◆ **Your objective**: Leave out the pictures and set down the rest of the listing below word for word.

##########

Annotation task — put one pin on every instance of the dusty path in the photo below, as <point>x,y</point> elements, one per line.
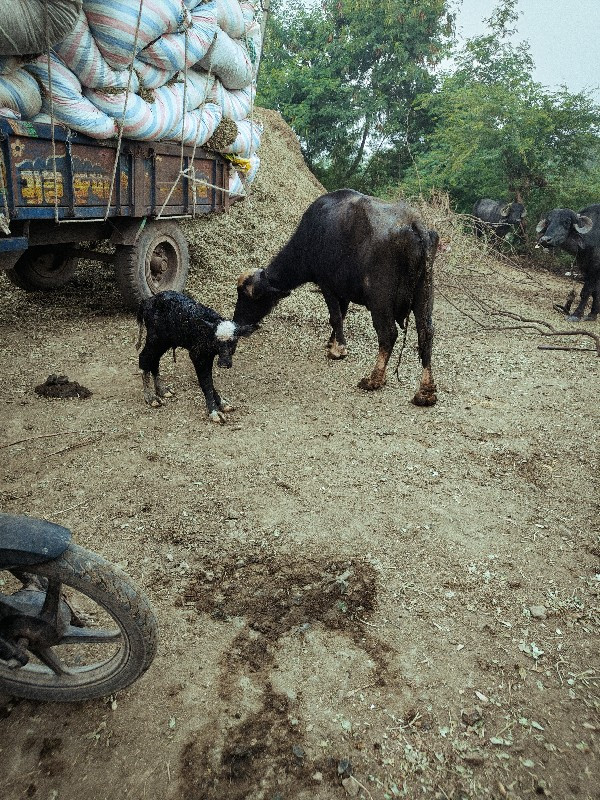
<point>345,582</point>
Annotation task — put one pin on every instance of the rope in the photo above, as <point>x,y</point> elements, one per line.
<point>185,172</point>
<point>52,132</point>
<point>122,121</point>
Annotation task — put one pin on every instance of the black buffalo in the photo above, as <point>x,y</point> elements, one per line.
<point>356,249</point>
<point>577,233</point>
<point>497,217</point>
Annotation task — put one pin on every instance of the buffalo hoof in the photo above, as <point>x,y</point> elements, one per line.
<point>153,400</point>
<point>425,396</point>
<point>336,351</point>
<point>370,385</point>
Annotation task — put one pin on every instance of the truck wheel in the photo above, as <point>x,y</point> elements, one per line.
<point>157,262</point>
<point>42,267</point>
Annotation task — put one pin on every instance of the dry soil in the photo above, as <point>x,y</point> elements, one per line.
<point>357,597</point>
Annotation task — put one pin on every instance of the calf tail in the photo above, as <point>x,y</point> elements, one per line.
<point>140,321</point>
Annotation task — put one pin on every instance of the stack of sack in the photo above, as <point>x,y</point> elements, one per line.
<point>174,70</point>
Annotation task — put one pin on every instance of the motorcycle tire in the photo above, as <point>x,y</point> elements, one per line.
<point>132,644</point>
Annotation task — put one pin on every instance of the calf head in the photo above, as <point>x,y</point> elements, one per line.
<point>227,334</point>
<point>256,297</point>
<point>563,228</point>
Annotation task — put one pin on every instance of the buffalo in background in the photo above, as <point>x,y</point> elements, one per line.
<point>499,218</point>
<point>577,233</point>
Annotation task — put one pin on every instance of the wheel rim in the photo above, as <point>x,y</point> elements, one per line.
<point>161,265</point>
<point>64,656</point>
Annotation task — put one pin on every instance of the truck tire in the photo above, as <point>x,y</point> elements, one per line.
<point>42,268</point>
<point>157,262</point>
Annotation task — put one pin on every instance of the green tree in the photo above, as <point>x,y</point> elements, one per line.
<point>498,133</point>
<point>344,74</point>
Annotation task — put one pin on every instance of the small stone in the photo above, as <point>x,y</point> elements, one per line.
<point>298,751</point>
<point>352,786</point>
<point>537,612</point>
<point>475,759</point>
<point>345,768</point>
<point>471,717</point>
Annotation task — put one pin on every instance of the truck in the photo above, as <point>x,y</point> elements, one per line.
<point>63,194</point>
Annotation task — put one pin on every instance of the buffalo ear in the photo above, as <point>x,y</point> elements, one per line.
<point>246,330</point>
<point>583,224</point>
<point>249,280</point>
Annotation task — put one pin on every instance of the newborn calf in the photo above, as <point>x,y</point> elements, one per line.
<point>174,320</point>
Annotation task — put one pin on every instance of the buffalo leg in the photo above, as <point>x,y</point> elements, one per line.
<point>214,403</point>
<point>336,346</point>
<point>588,290</point>
<point>423,311</point>
<point>583,298</point>
<point>387,333</point>
<point>595,309</point>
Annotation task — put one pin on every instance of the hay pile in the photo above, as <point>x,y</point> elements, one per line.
<point>248,236</point>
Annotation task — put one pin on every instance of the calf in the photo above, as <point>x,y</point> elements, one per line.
<point>361,250</point>
<point>174,320</point>
<point>579,235</point>
<point>498,217</point>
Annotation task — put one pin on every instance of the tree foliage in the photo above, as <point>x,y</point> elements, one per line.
<point>497,133</point>
<point>344,73</point>
<point>360,84</point>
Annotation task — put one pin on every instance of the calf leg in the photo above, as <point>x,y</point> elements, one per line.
<point>336,346</point>
<point>149,360</point>
<point>422,309</point>
<point>214,403</point>
<point>387,333</point>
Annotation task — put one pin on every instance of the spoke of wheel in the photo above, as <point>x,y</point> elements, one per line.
<point>51,602</point>
<point>48,657</point>
<point>75,635</point>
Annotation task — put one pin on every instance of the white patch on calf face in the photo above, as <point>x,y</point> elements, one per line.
<point>226,331</point>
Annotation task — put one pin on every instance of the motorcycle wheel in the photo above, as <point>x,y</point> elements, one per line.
<point>88,631</point>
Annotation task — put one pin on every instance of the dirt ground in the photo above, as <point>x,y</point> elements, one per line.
<point>357,597</point>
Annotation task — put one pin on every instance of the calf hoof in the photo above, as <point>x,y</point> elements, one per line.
<point>336,351</point>
<point>425,396</point>
<point>153,400</point>
<point>370,385</point>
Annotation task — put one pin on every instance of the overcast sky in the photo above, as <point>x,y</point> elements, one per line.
<point>564,38</point>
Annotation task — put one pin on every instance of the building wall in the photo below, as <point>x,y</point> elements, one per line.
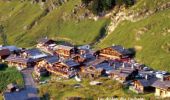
<point>162,93</point>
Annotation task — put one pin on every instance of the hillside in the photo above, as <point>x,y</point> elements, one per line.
<point>25,22</point>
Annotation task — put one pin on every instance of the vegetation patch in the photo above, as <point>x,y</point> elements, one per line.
<point>9,75</point>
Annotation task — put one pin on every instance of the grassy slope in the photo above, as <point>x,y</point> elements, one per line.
<point>52,25</point>
<point>10,75</point>
<point>152,40</point>
<point>109,88</point>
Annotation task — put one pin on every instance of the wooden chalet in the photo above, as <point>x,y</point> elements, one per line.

##########

◆ **The completed task**:
Annotation task — put one pin on every instance of the dusty path in the photo below, as <point>x,y</point> elements, one per line.
<point>345,582</point>
Annotation task — put one pin on every instance of the rope in the photo above, as <point>x,y</point> elements, one per line.
<point>185,172</point>
<point>52,132</point>
<point>122,121</point>
Annotation task — put one pin on every instance of the black buffalo in the photo above, as <point>x,y</point> elements, one per line.
<point>356,249</point>
<point>577,233</point>
<point>497,217</point>
Annotation task — put one pin on every instance of the buffalo hoof in the photo above, as <point>x,y</point> elements, one per line.
<point>153,400</point>
<point>425,396</point>
<point>336,351</point>
<point>370,385</point>
Annotation task — put one pin on every instance of the truck wheel in the photo above, as <point>x,y</point> elements, one per line.
<point>157,262</point>
<point>42,267</point>
Annotation task — put one pin on every instance of the dry soil in the photo above, as <point>x,y</point> elements, one per line.
<point>357,597</point>
Annotation task — put one pin on every instance of the calf tail in the photo above, as <point>x,y</point> elements, one per line.
<point>140,321</point>
Annotation task — put one pin on every instance of the stack of sack in the photo above, as <point>x,y</point> elements, one per line.
<point>174,70</point>
Annotation task — put one pin on every instance of the motorcycle tire in the photo above, as <point>x,y</point> elements, one per line.
<point>132,644</point>
Annotation task — put one pin on every instance of the calf head in the photo above, as <point>x,y</point> elements, one per line.
<point>227,334</point>
<point>256,297</point>
<point>563,228</point>
Annotation task — put one pin on every instance of the buffalo in background in the photo above, as <point>x,y</point> elements, one per line.
<point>499,218</point>
<point>577,233</point>
Annotation task — put one pin on every instance of the wheel rim in the photo above, as <point>x,y</point> elements, one per line.
<point>161,265</point>
<point>64,656</point>
Annotation task — put one pin on every instance of the truck tire in the photo above, as <point>x,y</point> elements, one per line.
<point>42,268</point>
<point>157,262</point>
Annotation task — put one pin on every instance of the green tree in the photo above, as <point>x,y</point> elements, one per line.
<point>498,133</point>
<point>344,74</point>
Annotation task — put one pin on every instance of the small stone in the photo above, as <point>x,y</point> elements, one per line.
<point>298,751</point>
<point>352,786</point>
<point>537,612</point>
<point>475,759</point>
<point>345,768</point>
<point>471,717</point>
Annotation task — put one pin on every instance of the truck in the photo above, as <point>x,y</point> elements, one per line.
<point>63,194</point>
Annotation task — put one pin on every instance of the buffalo ear in the photo above, as <point>x,y</point> elements, one per line.
<point>246,330</point>
<point>583,224</point>
<point>249,280</point>
Annotation task — put one pin on every instance of the newborn calf in the photo above, as <point>x,y</point> elements, one per line.
<point>174,320</point>
Annotation task — put one pin on every instance of the buffalo leg in the photo above, as <point>x,y</point> elements, one per line.
<point>214,403</point>
<point>336,346</point>
<point>588,290</point>
<point>423,311</point>
<point>583,298</point>
<point>387,333</point>
<point>595,309</point>
Annotation task — put one pin on every instance of the hay pile in the photo above, as <point>x,y</point> elements, one per line.
<point>248,236</point>
Annotation task — put one pin on every instance of the calf in the photo above, as <point>x,y</point> elements, one per line.
<point>361,250</point>
<point>174,320</point>
<point>579,235</point>
<point>498,217</point>
Annotation task — put one pin on every instance of the tree foliage in the photo above, as <point>x,y</point> elements, one per line.
<point>497,133</point>
<point>344,73</point>
<point>360,84</point>
Annotation task — put one pin on every instance of the calf leg in the photo above, as <point>x,y</point> elements, one per line.
<point>336,346</point>
<point>149,360</point>
<point>422,309</point>
<point>214,403</point>
<point>387,333</point>
Annotation task — put one pin on every instance of the spoke of wheel in the photo above, as <point>x,y</point> elements, one per line.
<point>51,602</point>
<point>48,657</point>
<point>75,635</point>
Annotation task — put one pin on every instance of the white patch on calf face in the photo above, as <point>x,y</point> elements, one per line.
<point>226,331</point>
Annotation task — put one pin on every instance of the motorcycle wheel in the photo above, as <point>x,y</point> elements, one per line.
<point>88,631</point>
Annotation task — put one pin on every instance of the dirt ground in the photo above, as <point>x,y</point> elements, one per line.
<point>357,597</point>
Annotation task — put one pin on every instance of the calf hoof in the photo above, as <point>x,y</point> elements, one per line.
<point>336,351</point>
<point>425,396</point>
<point>153,400</point>
<point>370,385</point>
Annotation task — put one pin on every instance of the overcast sky in the photo above, as <point>x,y</point> elements, one per line.
<point>564,38</point>
Annotation task — put one pin on every instance of the building wall in the photo below, as <point>x,y</point> elements, one per line.
<point>162,93</point>
Annotation task — put one pin on every instance of the hillside in the photo above, as <point>x,y</point> elements, one per line.
<point>25,22</point>
Annotation task — put one pin on every instance of the vegetation patch in the photo above, as <point>x,y</point> elements, one per line.
<point>9,75</point>
Annotation task — put one pin on every instance of the grassy slope in the photo above, as <point>x,y</point> elements, one per line.
<point>52,25</point>
<point>10,75</point>
<point>152,40</point>
<point>109,88</point>
Annotation task — put one pin on every instance of the wooden chalet in the photo above, as <point>x,y</point> elements, one per line.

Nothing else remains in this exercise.